_What to produce_.
Can you print all of the lines below verbatim, with no character changed?

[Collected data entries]
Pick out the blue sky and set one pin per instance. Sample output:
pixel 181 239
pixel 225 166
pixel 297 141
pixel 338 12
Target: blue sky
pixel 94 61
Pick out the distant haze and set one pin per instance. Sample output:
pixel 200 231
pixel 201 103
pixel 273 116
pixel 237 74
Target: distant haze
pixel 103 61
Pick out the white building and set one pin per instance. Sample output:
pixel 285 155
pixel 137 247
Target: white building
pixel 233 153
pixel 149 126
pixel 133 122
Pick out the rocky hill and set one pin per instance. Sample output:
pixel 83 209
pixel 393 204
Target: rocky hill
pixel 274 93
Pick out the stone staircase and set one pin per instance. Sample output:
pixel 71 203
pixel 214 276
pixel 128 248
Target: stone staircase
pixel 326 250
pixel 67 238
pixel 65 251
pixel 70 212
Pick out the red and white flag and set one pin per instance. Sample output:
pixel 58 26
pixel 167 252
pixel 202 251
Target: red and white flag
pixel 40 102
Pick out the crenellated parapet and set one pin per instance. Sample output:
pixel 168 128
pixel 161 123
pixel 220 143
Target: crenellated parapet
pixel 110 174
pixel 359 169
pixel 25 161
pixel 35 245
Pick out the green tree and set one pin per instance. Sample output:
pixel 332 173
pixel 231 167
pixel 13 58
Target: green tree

_Solution_.
Pick out the blue sky and set one pin per instance. Sample output:
pixel 181 239
pixel 225 166
pixel 297 141
pixel 338 12
Target: blue sky
pixel 94 61
Pick out the distant haze and set one pin per instance. Sample output:
pixel 200 231
pixel 201 103
pixel 273 116
pixel 237 74
Target: distant haze
pixel 103 61
Pick out the white building and set one pin per instance. Sample output:
pixel 285 155
pixel 137 247
Target: white building
pixel 233 153
pixel 149 126
pixel 133 122
Pick out the rocky hill and set one pin per instance. Sample output:
pixel 83 209
pixel 393 204
Target: rocky hill
pixel 274 93
Pick out the stone staircase and set one pin per instance. Sample output:
pixel 71 203
pixel 214 276
pixel 128 248
Target: stone staircase
pixel 326 250
pixel 67 238
pixel 65 251
pixel 70 212
Pick out the red and white flag and set one pin per instance. Sample output:
pixel 58 26
pixel 167 252
pixel 202 251
Target: red and white flag
pixel 40 102
Pick out the crenellated parapet and set one pin per instance. Sample output:
pixel 168 128
pixel 161 123
pixel 220 143
Target: crenellated parapet
pixel 110 174
pixel 359 169
pixel 25 161
pixel 35 245
Pick out the green tree and set one pin per instance. Sample output:
pixel 332 173
pixel 231 167
pixel 13 58
Target: green tree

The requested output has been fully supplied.